Exercise —
Each entry that follows must be output without any deviation.

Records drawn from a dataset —

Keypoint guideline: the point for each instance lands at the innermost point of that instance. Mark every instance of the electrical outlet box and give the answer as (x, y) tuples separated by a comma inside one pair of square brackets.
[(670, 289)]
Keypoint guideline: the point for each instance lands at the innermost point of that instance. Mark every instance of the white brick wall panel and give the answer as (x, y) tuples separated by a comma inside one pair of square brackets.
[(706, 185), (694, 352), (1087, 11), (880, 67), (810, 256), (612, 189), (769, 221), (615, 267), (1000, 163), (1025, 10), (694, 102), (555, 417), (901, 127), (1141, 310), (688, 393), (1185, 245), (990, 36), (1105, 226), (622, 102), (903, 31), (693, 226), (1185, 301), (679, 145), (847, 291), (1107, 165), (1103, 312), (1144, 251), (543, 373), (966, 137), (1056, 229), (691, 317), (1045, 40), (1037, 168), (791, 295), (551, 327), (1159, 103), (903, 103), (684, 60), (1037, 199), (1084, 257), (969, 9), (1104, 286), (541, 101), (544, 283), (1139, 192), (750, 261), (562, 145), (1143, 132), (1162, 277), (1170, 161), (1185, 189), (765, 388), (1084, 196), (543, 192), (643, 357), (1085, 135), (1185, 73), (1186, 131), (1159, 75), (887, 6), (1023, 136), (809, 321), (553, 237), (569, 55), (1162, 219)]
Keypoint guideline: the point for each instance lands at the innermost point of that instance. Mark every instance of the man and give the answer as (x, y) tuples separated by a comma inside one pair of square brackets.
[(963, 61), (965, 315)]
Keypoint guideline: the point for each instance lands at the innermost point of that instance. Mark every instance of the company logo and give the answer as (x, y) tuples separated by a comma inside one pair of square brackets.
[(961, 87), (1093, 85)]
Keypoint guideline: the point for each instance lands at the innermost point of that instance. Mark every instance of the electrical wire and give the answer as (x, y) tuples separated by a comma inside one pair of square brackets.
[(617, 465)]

Task answer —
Keypoint guideline: the point for each instance lands at the innermost point of that instance. Mark every instance of the electrical outlet box and give the answer as (x, y) tuples separated by a comma inside one pair of square brackets.
[(670, 289)]
Keypoint guideline: the point for each instance lands at the innermost point of that instance. Mark every instance of the white brick wall panel and give the answer as (x, y) tuples separated by a comma inside one pair of square brackets.
[(706, 185), (694, 352), (1087, 11), (880, 67), (810, 256), (612, 189), (769, 221), (615, 267), (1000, 163), (1025, 10), (694, 102), (555, 417), (901, 127), (1141, 310), (688, 393), (1185, 245), (990, 36), (1105, 226), (622, 102), (903, 31), (693, 226), (1185, 301), (679, 145), (847, 291), (1107, 165), (1103, 312), (1144, 251), (543, 373), (966, 137), (1056, 229), (691, 317), (1045, 40), (1037, 168), (791, 295), (551, 327), (1159, 103), (903, 103), (684, 60), (1037, 199), (1084, 257), (969, 9), (1104, 286), (541, 101), (544, 283), (1139, 192), (750, 261), (562, 145), (1143, 132), (1162, 277), (1170, 161), (1185, 189), (765, 388), (1084, 196), (543, 192), (643, 357), (1085, 135), (1185, 73), (1186, 131), (1159, 75), (887, 6), (1023, 136), (809, 321), (553, 237), (569, 55), (1162, 219)]
Keypoint guideline: the point for each instance lands at the innermost point of that instance. Mark every instance of the man and give the answer as (x, y) tuples separated by a comma inside one pair of square brackets.
[(963, 61), (965, 315)]
Keypoint guideline: the point for each instance lands at the innermost point of that instance. Mark every instance of the company logo and give the answer as (x, y) tuples separated by a comma inside one pair of square brackets.
[(961, 87), (1093, 85)]
Keypoint guideline: the point for each instance lands at the innermost point of that instance. Mark every instance of the electrical wire and give the answer as (x, y) tuples separated by a comma inside one pair of square brackets.
[(617, 465)]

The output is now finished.